PROMPT: Return every line in the data below that contains the string "scarf".

Pointing entries for labeled objects
==========
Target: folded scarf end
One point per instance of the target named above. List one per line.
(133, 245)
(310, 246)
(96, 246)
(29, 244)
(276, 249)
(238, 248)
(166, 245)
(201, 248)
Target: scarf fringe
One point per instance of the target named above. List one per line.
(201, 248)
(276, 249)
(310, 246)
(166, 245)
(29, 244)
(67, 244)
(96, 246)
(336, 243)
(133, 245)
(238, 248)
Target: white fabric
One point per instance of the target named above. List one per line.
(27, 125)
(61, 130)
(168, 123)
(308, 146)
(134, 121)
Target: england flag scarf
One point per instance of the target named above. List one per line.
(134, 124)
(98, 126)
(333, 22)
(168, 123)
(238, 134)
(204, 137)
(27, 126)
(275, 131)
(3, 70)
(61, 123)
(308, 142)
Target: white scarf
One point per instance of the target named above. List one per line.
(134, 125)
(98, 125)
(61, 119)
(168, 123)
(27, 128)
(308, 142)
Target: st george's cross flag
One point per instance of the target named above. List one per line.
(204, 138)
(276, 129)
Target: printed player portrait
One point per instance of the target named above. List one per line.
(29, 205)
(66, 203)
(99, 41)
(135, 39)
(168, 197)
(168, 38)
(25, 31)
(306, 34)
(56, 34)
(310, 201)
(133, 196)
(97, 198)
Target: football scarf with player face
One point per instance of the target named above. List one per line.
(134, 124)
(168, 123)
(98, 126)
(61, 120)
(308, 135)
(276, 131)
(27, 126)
==========
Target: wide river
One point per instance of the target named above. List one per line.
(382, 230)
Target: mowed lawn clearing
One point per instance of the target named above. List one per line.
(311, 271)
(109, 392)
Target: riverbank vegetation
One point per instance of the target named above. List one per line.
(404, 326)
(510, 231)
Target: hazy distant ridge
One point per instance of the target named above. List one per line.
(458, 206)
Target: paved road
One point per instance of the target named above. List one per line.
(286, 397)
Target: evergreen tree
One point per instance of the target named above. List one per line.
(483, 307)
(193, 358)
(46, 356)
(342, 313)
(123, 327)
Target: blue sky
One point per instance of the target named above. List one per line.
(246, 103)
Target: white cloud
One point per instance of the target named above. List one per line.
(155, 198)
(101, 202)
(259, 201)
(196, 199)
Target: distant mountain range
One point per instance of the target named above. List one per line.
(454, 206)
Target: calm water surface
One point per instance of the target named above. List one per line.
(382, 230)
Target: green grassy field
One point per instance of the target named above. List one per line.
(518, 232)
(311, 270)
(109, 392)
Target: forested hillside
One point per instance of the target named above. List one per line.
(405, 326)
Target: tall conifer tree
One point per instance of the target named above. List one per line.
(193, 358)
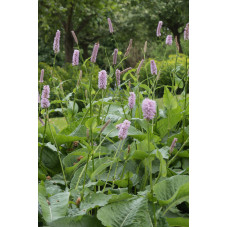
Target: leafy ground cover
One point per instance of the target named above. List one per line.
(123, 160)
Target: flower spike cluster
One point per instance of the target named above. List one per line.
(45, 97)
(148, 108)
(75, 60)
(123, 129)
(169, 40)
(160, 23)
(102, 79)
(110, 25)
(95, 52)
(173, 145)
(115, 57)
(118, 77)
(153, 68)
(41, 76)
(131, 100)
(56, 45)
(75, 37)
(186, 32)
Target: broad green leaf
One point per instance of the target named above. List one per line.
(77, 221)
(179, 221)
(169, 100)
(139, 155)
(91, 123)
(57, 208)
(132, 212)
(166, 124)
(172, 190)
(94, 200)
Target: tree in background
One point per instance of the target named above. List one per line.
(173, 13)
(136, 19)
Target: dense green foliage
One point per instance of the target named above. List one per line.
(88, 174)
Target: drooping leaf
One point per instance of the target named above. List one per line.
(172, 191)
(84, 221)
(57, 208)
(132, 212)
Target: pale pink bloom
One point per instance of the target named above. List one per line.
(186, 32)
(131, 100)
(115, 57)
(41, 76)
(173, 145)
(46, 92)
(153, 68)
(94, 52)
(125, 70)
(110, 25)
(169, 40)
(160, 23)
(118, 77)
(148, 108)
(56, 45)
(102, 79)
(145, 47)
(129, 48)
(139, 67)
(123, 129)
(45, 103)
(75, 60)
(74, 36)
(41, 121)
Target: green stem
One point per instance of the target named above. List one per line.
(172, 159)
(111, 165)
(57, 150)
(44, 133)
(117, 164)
==========
ANSWER FOR THIS EXERCISE:
Target: folded scarf end
Target: scarf fringe
Target: england flag scarf
Target: white scarf
Target: football scarf with player face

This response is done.